Transcribe every line of the listing below without any deviation.
[Begin]
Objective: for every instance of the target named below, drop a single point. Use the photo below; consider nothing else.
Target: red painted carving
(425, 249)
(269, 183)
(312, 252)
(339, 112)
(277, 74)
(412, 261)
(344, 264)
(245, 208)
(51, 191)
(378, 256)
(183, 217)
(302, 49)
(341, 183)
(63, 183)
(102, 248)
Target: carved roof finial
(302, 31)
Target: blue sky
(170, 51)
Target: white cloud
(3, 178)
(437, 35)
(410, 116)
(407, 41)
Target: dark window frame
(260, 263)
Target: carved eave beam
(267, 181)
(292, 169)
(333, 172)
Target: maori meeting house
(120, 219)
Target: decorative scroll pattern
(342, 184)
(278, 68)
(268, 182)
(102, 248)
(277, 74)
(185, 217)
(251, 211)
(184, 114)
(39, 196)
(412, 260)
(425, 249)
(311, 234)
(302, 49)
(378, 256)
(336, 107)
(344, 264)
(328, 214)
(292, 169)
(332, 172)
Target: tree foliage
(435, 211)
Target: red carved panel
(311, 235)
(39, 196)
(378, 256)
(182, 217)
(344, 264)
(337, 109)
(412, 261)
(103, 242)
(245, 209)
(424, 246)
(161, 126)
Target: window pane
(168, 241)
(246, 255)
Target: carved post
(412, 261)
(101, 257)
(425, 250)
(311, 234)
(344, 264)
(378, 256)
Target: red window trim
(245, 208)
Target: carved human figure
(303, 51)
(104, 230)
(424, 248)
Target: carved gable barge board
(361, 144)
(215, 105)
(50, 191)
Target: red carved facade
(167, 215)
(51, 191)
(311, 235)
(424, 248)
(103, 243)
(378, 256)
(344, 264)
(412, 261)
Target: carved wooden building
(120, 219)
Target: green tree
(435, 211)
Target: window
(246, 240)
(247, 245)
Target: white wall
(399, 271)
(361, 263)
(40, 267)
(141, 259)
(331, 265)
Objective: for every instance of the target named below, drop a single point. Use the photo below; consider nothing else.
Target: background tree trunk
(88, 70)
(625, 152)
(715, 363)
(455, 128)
[End]
## EXERCISE RESULT
Objective: for every instance of the target named below, drop a single point. Use the photo below; consider nothing else.
Target: red painted carving
(425, 249)
(269, 183)
(312, 252)
(339, 112)
(277, 74)
(412, 261)
(344, 264)
(245, 208)
(51, 191)
(378, 256)
(183, 217)
(302, 49)
(341, 183)
(63, 183)
(102, 248)
Target: carved roof finial
(302, 31)
Target: blue sky
(170, 51)
Target: white cloud
(3, 178)
(437, 35)
(410, 116)
(407, 41)
Target: dark window frame
(260, 263)
Target: carved eave beam
(267, 181)
(292, 169)
(333, 172)
Target: maori meeting house
(120, 219)
Target: decorative scroll pattern
(342, 184)
(278, 68)
(268, 182)
(102, 248)
(277, 74)
(185, 217)
(251, 211)
(184, 114)
(39, 196)
(412, 260)
(425, 249)
(311, 234)
(302, 49)
(378, 256)
(336, 107)
(344, 264)
(328, 214)
(292, 169)
(332, 172)
Target: tree foliage
(435, 211)
Target: red carved panel
(311, 235)
(39, 196)
(378, 256)
(182, 217)
(344, 264)
(337, 109)
(412, 261)
(103, 242)
(245, 209)
(424, 246)
(161, 126)
Target: window pane
(168, 241)
(246, 255)
Target: carved post
(412, 261)
(101, 257)
(425, 250)
(311, 234)
(344, 264)
(378, 256)
Target: red window trim
(245, 208)
Target: carved human figure
(303, 51)
(104, 230)
(424, 248)
Target: carved gable barge board
(361, 144)
(215, 105)
(50, 191)
Target: red carved facade
(167, 215)
(51, 191)
(311, 235)
(424, 248)
(103, 243)
(378, 256)
(344, 264)
(412, 261)
Target: carved wooden building
(120, 219)
Target: green tree
(435, 211)
Target: window
(246, 240)
(247, 245)
Target: white wall
(399, 271)
(361, 263)
(40, 267)
(141, 259)
(331, 265)
Objective: for every instance of the target named below, drop a single point. Use the photo below; consider nothing else.
Target: background tree trunk
(88, 70)
(625, 152)
(715, 363)
(455, 128)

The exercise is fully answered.